Point annotation dataset listing
● ● ● ● ● ● ●

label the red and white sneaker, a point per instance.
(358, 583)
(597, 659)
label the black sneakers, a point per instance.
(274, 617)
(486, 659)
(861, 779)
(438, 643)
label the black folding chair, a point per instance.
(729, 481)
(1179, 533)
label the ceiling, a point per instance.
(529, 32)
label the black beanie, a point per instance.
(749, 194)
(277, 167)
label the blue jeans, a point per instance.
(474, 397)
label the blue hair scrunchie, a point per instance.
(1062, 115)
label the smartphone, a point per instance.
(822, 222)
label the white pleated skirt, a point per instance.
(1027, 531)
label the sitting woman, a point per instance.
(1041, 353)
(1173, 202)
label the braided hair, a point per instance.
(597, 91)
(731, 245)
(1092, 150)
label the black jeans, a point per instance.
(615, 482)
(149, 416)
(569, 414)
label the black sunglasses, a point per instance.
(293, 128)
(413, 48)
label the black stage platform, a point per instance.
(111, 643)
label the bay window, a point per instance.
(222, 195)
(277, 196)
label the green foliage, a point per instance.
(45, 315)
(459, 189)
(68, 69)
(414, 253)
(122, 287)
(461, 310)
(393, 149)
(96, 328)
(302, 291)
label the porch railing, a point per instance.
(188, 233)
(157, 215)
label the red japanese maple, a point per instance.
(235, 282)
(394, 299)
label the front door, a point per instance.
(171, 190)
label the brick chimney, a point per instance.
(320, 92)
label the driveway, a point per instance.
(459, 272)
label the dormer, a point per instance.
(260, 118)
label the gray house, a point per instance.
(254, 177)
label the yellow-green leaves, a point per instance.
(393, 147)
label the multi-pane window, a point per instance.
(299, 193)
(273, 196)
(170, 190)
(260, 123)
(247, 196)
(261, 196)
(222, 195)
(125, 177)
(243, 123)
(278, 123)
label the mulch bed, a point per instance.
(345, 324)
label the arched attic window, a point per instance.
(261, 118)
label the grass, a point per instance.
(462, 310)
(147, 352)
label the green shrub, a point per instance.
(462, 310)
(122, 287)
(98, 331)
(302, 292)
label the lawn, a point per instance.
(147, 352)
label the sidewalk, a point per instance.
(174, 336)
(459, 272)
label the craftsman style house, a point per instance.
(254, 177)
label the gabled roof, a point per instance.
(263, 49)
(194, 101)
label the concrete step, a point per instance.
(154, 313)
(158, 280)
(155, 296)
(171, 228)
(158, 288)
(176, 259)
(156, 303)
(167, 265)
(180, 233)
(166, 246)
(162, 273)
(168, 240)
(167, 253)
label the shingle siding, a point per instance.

● ● ● ● ● ● ●

- **EXERCISE PROMPT**
Reproduce the listing from the line containing "label the craftsman" through the end of the listing, keeping the request lines as they are. Multiply every point coordinate by 1.5 and round each result to a whole number, with halves rounded up.

- **FINISHED ANSWER**
label the craftsman style house, a point per instance.
(381, 266)
label the gabled roof, a point per instance.
(395, 74)
(291, 152)
label the concrete step, a point per instance.
(231, 470)
(237, 420)
(233, 444)
(257, 342)
(237, 432)
(264, 389)
(234, 455)
(251, 398)
(270, 350)
(249, 369)
(243, 410)
(252, 360)
(251, 380)
label the shingle siding, a point per instance.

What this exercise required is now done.